Rewrite the lines below with "Tag every instance" changed to "Mark each instance" and everything else left as it is. Leave out the pictures.
-- start Data provided --
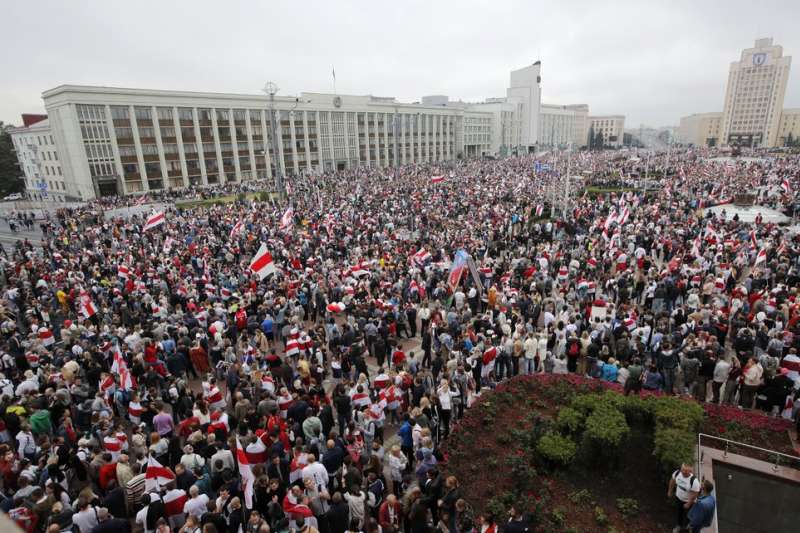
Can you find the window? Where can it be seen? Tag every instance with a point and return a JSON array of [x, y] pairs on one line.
[[143, 113], [164, 113], [119, 112]]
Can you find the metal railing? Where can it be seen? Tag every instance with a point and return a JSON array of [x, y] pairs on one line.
[[728, 443]]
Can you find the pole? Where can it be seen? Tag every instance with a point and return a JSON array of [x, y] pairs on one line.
[[271, 89]]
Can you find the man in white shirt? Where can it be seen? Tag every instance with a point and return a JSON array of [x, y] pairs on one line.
[[684, 487], [317, 472], [721, 371], [196, 504], [86, 517]]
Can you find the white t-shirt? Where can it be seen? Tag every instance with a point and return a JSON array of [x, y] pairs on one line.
[[685, 485], [196, 506]]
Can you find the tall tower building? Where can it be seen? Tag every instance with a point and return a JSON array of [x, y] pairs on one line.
[[754, 96], [525, 90]]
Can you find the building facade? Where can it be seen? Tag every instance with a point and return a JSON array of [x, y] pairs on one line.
[[700, 129], [525, 90], [39, 162], [789, 130], [119, 141], [754, 96], [610, 127]]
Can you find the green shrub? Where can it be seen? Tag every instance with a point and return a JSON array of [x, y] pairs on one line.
[[580, 497], [600, 516], [673, 446], [570, 419], [559, 516], [557, 448], [606, 427], [676, 413], [628, 506]]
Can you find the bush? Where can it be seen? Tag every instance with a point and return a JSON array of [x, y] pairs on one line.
[[606, 427], [628, 506], [580, 497], [679, 414], [569, 419], [673, 447], [600, 516], [557, 448]]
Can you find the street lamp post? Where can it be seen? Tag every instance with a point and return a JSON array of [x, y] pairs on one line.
[[271, 89]]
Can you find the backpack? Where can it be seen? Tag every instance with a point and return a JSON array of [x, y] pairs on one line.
[[573, 350]]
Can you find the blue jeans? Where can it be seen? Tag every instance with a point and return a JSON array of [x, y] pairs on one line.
[[528, 366]]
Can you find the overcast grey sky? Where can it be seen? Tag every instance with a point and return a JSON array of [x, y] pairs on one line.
[[653, 61]]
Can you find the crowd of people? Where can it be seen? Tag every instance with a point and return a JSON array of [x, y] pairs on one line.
[[152, 377]]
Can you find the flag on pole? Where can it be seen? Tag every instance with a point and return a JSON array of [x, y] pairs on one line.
[[155, 220], [248, 479], [262, 264], [239, 226], [46, 336], [459, 265], [762, 256], [288, 218], [120, 368], [88, 310], [156, 475]]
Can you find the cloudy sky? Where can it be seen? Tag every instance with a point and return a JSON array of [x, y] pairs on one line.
[[653, 61]]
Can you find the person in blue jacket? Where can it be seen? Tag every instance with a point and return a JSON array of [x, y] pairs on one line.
[[701, 515]]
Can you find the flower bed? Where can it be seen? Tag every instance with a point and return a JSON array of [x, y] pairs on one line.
[[579, 456]]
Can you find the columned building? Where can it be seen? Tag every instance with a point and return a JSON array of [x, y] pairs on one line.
[[120, 141], [754, 96]]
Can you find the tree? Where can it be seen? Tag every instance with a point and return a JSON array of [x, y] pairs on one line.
[[9, 169], [598, 140]]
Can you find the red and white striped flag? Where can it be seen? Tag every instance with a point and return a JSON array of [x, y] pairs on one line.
[[155, 220], [88, 310], [288, 218], [246, 472], [120, 368], [236, 229], [156, 475], [174, 500], [262, 264], [46, 336], [762, 256]]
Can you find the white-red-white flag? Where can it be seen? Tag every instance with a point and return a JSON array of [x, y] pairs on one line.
[[288, 218], [46, 336], [156, 475], [155, 220], [262, 264], [88, 310], [762, 256], [120, 368], [236, 229], [246, 472]]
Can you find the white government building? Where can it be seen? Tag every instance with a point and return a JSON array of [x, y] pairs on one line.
[[753, 113], [106, 141]]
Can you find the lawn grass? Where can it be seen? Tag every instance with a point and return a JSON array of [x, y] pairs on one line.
[[219, 200]]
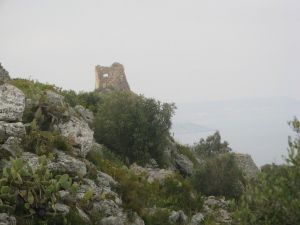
-- end Data provided --
The answer:
Can you find the window? Where can it be seen? Mark each instance with a point and return a JSON array of [x, y] pairs on one line.
[[143, 113], [164, 113], [119, 112]]
Can you find the metal railing? Where can it be seen? Mark each instance with a point and return a JSON array of [x, y] pairs on one line.
[[728, 443]]
Can you find the pole? Where can it be seen? Mark each instance with a point and return a JSON array of [x, y] pairs on one line.
[[271, 89]]
Can you find the man in white shirt? Where can it be seen? Mark each instance with a point and return a JSON array of [x, y] pairs on one line.
[[684, 487], [317, 472], [721, 371], [196, 504], [86, 517]]
Can you find the white t-shirt? Where can it be seen? Mark each instance with a point and return a JSON array of [x, y] pairs on one line.
[[685, 485], [196, 506]]
Can you find the tall tower building? Where can it be seen? Mark each instance with a point and return a JSON array of [x, y] pairs on one line.
[[754, 96], [525, 90]]
Can you find the building facade? Where can it be seen? Mark each instance with a point and return a JSON array of [x, y] pairs on one line.
[[700, 129], [525, 90], [39, 162], [789, 130], [119, 141], [754, 96], [610, 127]]
Can you find the green shrub? Where can it be seen? Mark each instance with a point and return a JSON array of [x, y] pairs on one line.
[[580, 497], [600, 516], [673, 446], [570, 419], [559, 516], [557, 448], [606, 427], [676, 413], [628, 506]]
Can you find the bush? Where can it be seen? Mark each instance with a point and return a JSON array of [x, y] pairs on one line.
[[606, 427], [628, 506], [580, 497], [679, 414], [569, 419], [673, 447], [600, 516], [557, 448]]
Can you find the street lamp post? Where can it be seen? Mark each instance with a point and return a JSON array of [x, y] pairs on one line.
[[271, 89]]
Can you find the backpack? Where can it be seen? Mark each instance with a point and return a JSON array of [x, y] pairs on one line.
[[573, 350]]
Can you find the blue jeans? Where can it be seen? Mark each instance with a point and return a JSON array of [x, y] pairs on one line.
[[528, 366]]
Can you find the overcast grey sky? Where can it be seen? Mark each instance with a point and return a JSON array of [x, y] pairs on one line.
[[653, 61]]
Can you find the crowd of people? Where can it be seen? Mark each instance with a point and return a JSON array of [x, y] pairs on one line.
[[152, 377]]
Can you find the flag on pole? Where can it be seen? Mark each instance with a point and return a JSON array of [x, y] pairs on one line.
[[155, 220], [248, 479], [262, 264], [239, 226], [46, 336], [459, 265], [762, 256], [288, 218], [120, 368], [88, 310], [156, 475]]
Can you find the cloudy sky? Where can it be seen? Mark each instance with a point and return a JSON array of [x, y] pairs on one line.
[[653, 61]]
Can you find the person in blue jacket? Where can it be seen? Mark each instance with a point and return a JSON array of [x, y] pairs on one line.
[[701, 515]]
Can you find the flower bed? Where can it be seen? Mark each instance with a point and return a JSON array of [x, y] pairs on one line.
[[579, 456]]
Can you find the columned building? Where can it be seen? Mark each instance with a point and return a JSON array of [x, y] pairs on one line.
[[120, 141], [754, 96]]
Can you find the tree? Where can it be seen? Mark each instance with a point and return a JSON array of [x, y] pairs on one line.
[[9, 169], [598, 140]]
Can you find the red and white striped flag? Where can it be seen? Mark each instance with a point and return a JSON array of [x, y] pairs on one line.
[[155, 220], [88, 310], [288, 218], [246, 472], [120, 368], [236, 229], [156, 475], [174, 500], [262, 264], [46, 336], [762, 256]]
Can you find the white-red-white flag? Where can it be seen? Mark each instance with a point and return a JSON array of [x, y] pairs on one line.
[[288, 218], [46, 336], [156, 475], [155, 220], [262, 264], [88, 310], [762, 256], [120, 368], [236, 229], [246, 472]]
Can you find the white government building? Where can it be seen? Mark each instance with a point and return a JSON array of [x, y] pairs on one line.
[[753, 113], [106, 141]]
Can you find the lawn grass? Where can it be seen? Mark each instance with a point and return a JSON array of [x, y] pairs on one line.
[[219, 200]]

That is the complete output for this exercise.